**Exercise brief**
Reproduce the material below, substituting "place a pin on" for each occurrence of "put a marker on". Leave every other part unchanged.

[Records]
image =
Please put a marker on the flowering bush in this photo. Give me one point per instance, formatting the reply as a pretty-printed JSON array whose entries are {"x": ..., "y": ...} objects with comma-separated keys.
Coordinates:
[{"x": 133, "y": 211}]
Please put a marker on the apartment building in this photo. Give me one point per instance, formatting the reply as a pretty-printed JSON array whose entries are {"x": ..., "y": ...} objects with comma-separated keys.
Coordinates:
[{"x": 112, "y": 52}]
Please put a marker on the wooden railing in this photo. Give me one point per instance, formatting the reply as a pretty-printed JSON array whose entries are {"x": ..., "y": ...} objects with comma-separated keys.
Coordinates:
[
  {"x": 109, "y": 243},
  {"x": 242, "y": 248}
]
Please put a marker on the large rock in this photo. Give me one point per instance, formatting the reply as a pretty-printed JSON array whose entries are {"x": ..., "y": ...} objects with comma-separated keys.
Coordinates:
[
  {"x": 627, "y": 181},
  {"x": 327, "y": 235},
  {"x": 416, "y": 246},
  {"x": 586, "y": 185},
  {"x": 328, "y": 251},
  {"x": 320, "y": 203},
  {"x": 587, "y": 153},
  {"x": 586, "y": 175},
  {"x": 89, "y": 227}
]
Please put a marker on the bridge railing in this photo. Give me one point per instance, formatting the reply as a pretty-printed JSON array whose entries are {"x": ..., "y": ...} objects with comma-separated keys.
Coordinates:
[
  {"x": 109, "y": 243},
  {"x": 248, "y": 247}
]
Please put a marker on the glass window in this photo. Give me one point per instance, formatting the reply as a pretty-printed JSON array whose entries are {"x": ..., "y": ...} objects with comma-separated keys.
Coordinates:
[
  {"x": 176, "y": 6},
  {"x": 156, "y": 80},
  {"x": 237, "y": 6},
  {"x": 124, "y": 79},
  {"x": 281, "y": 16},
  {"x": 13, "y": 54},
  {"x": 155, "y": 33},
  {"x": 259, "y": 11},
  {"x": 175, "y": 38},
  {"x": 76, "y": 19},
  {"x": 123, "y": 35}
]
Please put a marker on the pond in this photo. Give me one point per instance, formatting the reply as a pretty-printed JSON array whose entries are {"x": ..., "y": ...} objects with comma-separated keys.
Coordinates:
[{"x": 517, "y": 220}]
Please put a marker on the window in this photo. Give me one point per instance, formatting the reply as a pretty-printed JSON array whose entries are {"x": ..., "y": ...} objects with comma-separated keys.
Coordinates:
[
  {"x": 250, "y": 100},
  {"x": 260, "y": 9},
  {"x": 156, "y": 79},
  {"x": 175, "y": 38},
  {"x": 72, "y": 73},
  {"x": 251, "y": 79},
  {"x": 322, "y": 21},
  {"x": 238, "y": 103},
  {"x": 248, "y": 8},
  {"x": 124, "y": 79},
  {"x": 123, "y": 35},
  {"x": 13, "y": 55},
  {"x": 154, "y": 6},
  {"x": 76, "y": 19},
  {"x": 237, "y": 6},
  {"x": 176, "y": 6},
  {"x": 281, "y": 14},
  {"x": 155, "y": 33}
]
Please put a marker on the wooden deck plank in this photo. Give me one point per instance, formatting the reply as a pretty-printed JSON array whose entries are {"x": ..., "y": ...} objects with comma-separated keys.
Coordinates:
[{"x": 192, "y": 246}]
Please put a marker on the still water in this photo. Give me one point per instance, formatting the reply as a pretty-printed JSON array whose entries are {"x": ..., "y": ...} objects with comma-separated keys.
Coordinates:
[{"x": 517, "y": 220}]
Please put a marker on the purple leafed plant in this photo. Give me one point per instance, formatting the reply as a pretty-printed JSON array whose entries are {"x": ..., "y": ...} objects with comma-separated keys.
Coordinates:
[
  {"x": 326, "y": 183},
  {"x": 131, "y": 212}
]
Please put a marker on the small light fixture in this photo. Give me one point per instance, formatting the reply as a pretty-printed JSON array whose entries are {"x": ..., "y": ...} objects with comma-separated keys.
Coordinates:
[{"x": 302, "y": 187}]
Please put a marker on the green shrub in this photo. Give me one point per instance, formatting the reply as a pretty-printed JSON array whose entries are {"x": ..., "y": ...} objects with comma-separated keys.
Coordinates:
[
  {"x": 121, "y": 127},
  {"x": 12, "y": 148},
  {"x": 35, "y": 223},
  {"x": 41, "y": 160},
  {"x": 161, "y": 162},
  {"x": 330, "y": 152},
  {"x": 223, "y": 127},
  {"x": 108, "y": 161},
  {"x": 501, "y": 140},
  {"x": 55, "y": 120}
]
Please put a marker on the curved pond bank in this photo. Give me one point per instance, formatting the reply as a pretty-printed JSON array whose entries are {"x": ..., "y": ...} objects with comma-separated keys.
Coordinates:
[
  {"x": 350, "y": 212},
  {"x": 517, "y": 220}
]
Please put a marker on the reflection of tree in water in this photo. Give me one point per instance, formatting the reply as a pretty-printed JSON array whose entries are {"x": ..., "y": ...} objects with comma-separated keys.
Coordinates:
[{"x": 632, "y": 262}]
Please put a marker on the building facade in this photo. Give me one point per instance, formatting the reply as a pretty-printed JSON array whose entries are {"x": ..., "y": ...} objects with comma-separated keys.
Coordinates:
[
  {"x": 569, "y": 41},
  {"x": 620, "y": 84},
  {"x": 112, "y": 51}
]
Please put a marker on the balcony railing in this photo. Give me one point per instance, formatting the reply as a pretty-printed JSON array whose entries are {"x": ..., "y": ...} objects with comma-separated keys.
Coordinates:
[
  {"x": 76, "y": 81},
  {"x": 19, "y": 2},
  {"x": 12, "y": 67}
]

**Full response**
image =
Please place a pin on the flowering bush in this photo. Give me one point per instance, formatting the reply as a pretty-printed JSON array whose entries are {"x": ..., "y": ...} objects with comma-separated keys.
Coordinates:
[{"x": 133, "y": 211}]
Please place a pin on the apartment building in this photo. Give me one point per instance, formatting the reply as a pretty-printed JSON array whose entries are {"x": ..., "y": ...} objects with comma-separated keys.
Coordinates:
[{"x": 112, "y": 52}]
Please place a pin on the wooden railing in this photo. Give me one point per instance, formatting the reply as a pretty-printed JSON array whose entries are {"x": ..., "y": ...} objects with comma-separated keys.
Coordinates:
[
  {"x": 109, "y": 243},
  {"x": 242, "y": 248}
]
Please place a pin on the large rock in this photo. Give me one point per instance, formatting the reply as a pretty-printed JSON array whose entries are {"x": ..., "y": ...} objects with comma-separated keys.
Coordinates:
[
  {"x": 627, "y": 181},
  {"x": 327, "y": 235},
  {"x": 416, "y": 246},
  {"x": 586, "y": 185},
  {"x": 328, "y": 251},
  {"x": 320, "y": 203},
  {"x": 587, "y": 153},
  {"x": 586, "y": 175},
  {"x": 89, "y": 227}
]
Please place a pin on the bridge railing in this photo. Give me one point per instance, formatting the reply as a pretty-printed JSON array whose entries are {"x": ..., "y": ...} objects with comma-separated keys.
Coordinates:
[
  {"x": 109, "y": 243},
  {"x": 248, "y": 247}
]
Please place a pin on the glass window in this photo. Give me one point per instance, formatting the reply as a pretty-printed JSON array whose entries are {"x": ..., "y": ...} objects with comma-separated keys.
Coordinates:
[
  {"x": 176, "y": 6},
  {"x": 156, "y": 80},
  {"x": 237, "y": 6},
  {"x": 124, "y": 79},
  {"x": 281, "y": 16},
  {"x": 13, "y": 54},
  {"x": 155, "y": 33},
  {"x": 259, "y": 11},
  {"x": 175, "y": 38},
  {"x": 76, "y": 19},
  {"x": 123, "y": 35}
]
Please place a pin on the pond in this photo. Give me one point per instance, formatting the reply as a pretty-printed JSON array whose entries are {"x": ..., "y": ...} objects with comma-separated keys.
Coordinates:
[{"x": 517, "y": 220}]
Please place a pin on the window in this photo. Give me one point per instance, formatting the reply as a pretty-printed JSON array whose entries are {"x": ..., "y": ...} objects with comma-separated keys.
Coordinates:
[
  {"x": 250, "y": 100},
  {"x": 260, "y": 9},
  {"x": 156, "y": 79},
  {"x": 175, "y": 38},
  {"x": 72, "y": 73},
  {"x": 251, "y": 79},
  {"x": 322, "y": 21},
  {"x": 238, "y": 103},
  {"x": 248, "y": 8},
  {"x": 124, "y": 79},
  {"x": 123, "y": 35},
  {"x": 13, "y": 55},
  {"x": 154, "y": 6},
  {"x": 76, "y": 19},
  {"x": 237, "y": 6},
  {"x": 176, "y": 6},
  {"x": 281, "y": 14},
  {"x": 155, "y": 33}
]
Please place a pin on the wooden deck plank in this photo. Give me one point per instance, formatting the reply as a pretty-printed JSON array whose entries are {"x": ..., "y": ...} objects with comma-separated keys.
Coordinates:
[{"x": 192, "y": 246}]
Please place a pin on the still water in this photo. Give me one point per instance, formatting the reply as a pretty-printed JSON array whose entries are {"x": ..., "y": ...} objects with comma-separated keys.
Coordinates:
[{"x": 517, "y": 220}]
Please place a pin on the purple leafed plant in this photo. Give me one point per instance, formatting the reply as a pretty-printed JSON array whose entries are {"x": ..., "y": ...} objects with comma-separated keys.
Coordinates:
[
  {"x": 326, "y": 183},
  {"x": 131, "y": 212}
]
Please place a pin on the small light fixture in this photo. Give me one point per instance, formatting the reply as a pretty-printed JSON array whose entries are {"x": ..., "y": ...} objects with comma-separated keys.
Coordinates:
[{"x": 302, "y": 187}]
Please place a pin on the green shrub in this photo. Give me one point per instance, formatting the reply as a pretty-printed JSON array whose entries are {"x": ..., "y": ...} objects with comma-separated keys.
Coordinates:
[
  {"x": 121, "y": 127},
  {"x": 12, "y": 148},
  {"x": 35, "y": 223},
  {"x": 41, "y": 160},
  {"x": 161, "y": 162},
  {"x": 330, "y": 152},
  {"x": 223, "y": 127},
  {"x": 108, "y": 161},
  {"x": 501, "y": 140},
  {"x": 55, "y": 120}
]
Please place a pin on the curved pond bank in this photo. Give me one point per instance, formatting the reply as a pretty-printed JSON array whose entries are {"x": ..., "y": ...} objects with comma-separated keys.
Coordinates:
[
  {"x": 350, "y": 212},
  {"x": 517, "y": 220}
]
Please place a pin on the reflection of tree in water in this photo. Give me one point per instance, formatting the reply as a pretty-printed JSON array whose entries are {"x": ..., "y": ...} objects with comma-separated keys.
Coordinates:
[{"x": 632, "y": 262}]
Please place a pin on the building facade in this photo. Give me one point per instance, formatting the reply as a pretty-printed JSON array whose entries are {"x": ..., "y": ...} objects with comma-separated keys.
Coordinates:
[
  {"x": 569, "y": 41},
  {"x": 620, "y": 84},
  {"x": 112, "y": 51}
]
Please place a pin on the balcony railing in this photo. Give me one point per instance, formatting the reply as a pretty-printed JSON array whose entries are {"x": ..., "y": ...} objects with comma-separated keys.
Coordinates:
[
  {"x": 76, "y": 81},
  {"x": 19, "y": 2},
  {"x": 12, "y": 67}
]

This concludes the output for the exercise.